* _WHAT IS EXPECTED_: Gather each line of the records below that contains the word "wall", matching case exactly.

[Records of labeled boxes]
● ● ● ●

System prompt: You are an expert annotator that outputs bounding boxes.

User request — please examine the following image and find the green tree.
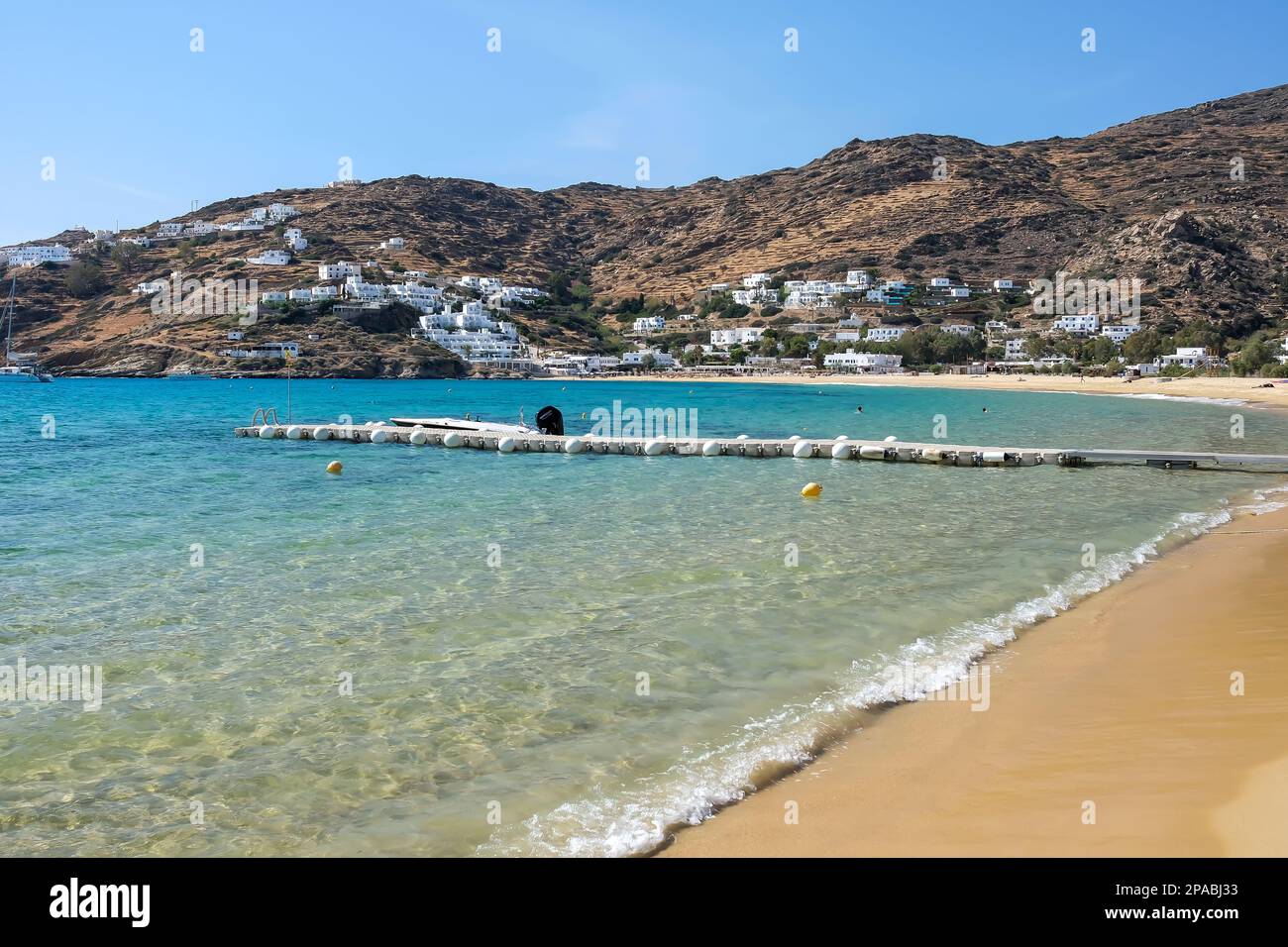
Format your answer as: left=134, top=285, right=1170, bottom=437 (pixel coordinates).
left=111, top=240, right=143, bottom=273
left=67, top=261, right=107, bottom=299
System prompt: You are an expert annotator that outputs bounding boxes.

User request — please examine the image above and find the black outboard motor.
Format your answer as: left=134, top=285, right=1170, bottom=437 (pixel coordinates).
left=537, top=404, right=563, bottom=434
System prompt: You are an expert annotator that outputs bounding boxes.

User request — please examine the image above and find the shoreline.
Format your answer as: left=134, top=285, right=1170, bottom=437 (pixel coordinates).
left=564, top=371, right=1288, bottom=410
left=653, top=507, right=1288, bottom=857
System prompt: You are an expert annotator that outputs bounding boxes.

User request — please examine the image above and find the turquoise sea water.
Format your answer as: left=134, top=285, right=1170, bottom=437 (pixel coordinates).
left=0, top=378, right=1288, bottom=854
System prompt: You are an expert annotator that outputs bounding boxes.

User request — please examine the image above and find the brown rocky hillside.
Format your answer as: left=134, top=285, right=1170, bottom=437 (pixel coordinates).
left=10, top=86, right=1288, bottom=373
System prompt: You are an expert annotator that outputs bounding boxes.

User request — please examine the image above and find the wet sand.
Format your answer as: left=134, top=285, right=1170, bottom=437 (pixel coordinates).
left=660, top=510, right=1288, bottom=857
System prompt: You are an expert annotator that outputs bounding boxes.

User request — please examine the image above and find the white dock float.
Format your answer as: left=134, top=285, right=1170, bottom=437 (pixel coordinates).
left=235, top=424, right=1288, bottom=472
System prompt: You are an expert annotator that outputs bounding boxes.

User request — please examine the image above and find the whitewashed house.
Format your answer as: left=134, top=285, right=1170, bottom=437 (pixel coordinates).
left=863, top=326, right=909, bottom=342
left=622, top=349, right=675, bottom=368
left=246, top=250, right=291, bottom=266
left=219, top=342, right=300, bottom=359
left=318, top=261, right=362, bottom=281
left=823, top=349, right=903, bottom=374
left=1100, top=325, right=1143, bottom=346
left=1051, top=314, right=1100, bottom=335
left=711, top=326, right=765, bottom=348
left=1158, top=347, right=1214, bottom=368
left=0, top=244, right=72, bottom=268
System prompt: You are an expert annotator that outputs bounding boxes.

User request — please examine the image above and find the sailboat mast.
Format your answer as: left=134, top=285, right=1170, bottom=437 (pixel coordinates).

● ● ● ●

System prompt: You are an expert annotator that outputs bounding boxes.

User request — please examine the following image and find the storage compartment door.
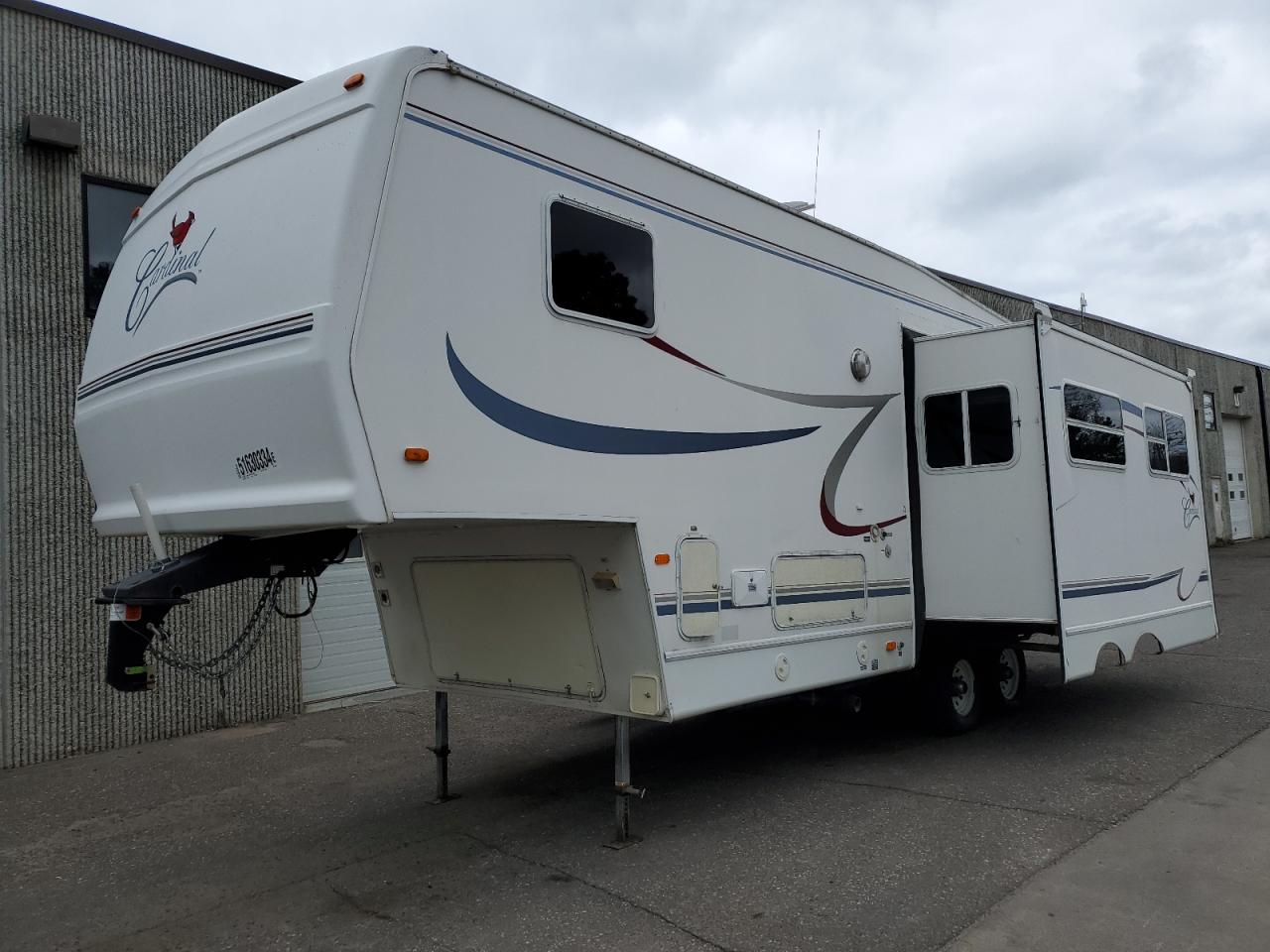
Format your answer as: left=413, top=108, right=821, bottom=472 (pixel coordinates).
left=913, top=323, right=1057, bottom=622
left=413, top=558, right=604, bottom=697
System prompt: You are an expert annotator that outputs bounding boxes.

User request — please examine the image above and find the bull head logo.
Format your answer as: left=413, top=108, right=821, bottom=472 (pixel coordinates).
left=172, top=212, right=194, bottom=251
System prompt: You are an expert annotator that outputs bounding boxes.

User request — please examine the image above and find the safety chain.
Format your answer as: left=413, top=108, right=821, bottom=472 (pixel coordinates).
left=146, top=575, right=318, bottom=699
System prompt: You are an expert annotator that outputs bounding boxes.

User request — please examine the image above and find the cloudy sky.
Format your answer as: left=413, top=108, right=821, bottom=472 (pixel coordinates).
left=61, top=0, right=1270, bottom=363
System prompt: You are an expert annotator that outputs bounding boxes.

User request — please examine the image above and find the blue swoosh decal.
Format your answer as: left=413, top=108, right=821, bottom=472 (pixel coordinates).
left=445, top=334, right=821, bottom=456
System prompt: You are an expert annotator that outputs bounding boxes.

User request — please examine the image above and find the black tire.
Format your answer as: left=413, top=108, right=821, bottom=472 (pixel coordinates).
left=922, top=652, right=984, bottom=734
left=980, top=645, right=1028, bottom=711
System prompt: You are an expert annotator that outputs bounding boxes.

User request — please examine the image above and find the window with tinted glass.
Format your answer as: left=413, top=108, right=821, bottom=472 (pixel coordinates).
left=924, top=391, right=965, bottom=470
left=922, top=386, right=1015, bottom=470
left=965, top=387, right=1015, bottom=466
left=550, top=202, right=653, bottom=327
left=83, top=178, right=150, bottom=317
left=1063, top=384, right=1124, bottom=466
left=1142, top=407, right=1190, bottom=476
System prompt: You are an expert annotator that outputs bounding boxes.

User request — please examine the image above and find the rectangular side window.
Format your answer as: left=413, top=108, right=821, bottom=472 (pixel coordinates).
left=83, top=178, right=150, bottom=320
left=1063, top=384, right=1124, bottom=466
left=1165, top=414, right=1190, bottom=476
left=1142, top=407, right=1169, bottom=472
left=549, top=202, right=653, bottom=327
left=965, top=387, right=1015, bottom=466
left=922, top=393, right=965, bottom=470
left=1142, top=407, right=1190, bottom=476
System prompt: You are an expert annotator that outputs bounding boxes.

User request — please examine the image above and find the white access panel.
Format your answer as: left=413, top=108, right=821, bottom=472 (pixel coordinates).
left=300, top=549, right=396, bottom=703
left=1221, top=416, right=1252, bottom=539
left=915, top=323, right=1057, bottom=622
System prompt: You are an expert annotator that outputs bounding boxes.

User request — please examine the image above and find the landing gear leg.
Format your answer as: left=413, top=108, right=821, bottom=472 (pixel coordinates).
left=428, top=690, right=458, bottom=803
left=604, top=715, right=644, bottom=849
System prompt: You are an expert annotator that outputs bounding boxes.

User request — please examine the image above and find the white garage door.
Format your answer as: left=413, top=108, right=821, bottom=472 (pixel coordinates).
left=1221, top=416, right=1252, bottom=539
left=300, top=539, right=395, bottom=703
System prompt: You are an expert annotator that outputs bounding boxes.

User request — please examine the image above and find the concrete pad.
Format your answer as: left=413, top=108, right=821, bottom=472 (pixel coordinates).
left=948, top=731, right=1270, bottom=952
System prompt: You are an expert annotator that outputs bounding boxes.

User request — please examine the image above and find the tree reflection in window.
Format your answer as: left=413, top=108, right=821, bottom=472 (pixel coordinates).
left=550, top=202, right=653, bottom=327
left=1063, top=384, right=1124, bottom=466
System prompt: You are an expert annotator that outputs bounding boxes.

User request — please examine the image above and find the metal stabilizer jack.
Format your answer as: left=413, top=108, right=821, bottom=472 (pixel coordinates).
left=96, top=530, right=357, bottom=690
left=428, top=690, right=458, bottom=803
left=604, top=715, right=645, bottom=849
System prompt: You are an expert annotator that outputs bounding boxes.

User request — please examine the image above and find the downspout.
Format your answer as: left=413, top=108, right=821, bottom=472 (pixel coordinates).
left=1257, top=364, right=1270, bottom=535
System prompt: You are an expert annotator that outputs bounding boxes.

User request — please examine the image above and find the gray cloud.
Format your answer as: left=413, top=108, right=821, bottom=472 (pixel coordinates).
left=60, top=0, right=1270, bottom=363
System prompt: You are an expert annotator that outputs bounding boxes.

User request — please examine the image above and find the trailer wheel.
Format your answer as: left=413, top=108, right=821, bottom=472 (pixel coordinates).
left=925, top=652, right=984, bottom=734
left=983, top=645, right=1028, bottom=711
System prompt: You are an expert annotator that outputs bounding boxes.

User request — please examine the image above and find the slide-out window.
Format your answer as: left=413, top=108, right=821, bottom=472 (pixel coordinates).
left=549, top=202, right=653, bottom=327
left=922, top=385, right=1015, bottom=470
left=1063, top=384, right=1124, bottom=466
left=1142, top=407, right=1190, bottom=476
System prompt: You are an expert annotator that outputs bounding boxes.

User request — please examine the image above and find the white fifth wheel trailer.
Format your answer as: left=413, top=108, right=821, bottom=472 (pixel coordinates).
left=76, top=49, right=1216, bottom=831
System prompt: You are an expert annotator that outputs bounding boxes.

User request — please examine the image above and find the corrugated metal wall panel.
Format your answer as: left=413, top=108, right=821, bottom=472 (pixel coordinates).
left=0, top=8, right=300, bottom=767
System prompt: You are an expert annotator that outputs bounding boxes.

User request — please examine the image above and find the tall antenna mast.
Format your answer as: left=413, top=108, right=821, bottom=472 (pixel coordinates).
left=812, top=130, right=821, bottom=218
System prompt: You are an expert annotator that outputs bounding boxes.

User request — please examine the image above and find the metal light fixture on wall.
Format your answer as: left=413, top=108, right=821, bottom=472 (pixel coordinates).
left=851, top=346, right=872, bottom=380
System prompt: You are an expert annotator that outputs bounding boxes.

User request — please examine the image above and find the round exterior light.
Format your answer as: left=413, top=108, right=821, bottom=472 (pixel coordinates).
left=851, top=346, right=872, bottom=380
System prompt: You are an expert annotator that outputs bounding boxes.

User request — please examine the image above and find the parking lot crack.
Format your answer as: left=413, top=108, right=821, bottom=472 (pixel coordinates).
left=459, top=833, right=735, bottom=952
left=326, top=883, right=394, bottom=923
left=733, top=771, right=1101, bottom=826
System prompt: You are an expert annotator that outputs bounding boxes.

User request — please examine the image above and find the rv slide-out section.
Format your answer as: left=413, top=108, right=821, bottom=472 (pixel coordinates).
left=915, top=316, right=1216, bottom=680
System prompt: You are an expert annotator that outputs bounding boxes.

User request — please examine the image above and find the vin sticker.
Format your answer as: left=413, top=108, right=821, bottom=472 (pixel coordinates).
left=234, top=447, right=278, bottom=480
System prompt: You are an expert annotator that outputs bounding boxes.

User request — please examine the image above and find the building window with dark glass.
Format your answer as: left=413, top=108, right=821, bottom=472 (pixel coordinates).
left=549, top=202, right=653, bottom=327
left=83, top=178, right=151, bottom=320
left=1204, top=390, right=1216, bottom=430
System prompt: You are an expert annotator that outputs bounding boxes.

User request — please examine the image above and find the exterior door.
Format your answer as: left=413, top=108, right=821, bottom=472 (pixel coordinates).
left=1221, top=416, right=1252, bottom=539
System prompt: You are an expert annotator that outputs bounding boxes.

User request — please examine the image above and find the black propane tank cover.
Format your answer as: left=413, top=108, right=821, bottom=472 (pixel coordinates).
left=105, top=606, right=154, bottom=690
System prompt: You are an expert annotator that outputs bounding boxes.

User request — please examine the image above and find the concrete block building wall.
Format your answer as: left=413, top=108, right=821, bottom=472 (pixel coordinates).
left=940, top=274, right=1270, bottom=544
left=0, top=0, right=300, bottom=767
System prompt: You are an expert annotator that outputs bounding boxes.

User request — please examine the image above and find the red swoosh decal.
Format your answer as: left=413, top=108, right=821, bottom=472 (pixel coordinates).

● ● ● ●

* _RESULT OF THE TASK_:
User request — please examine the image above and find the corrugated metal wall panel.
User request — please examine the image above and find the metal light fixture on wall.
User request — please examine the image above and find the concrete block building wall.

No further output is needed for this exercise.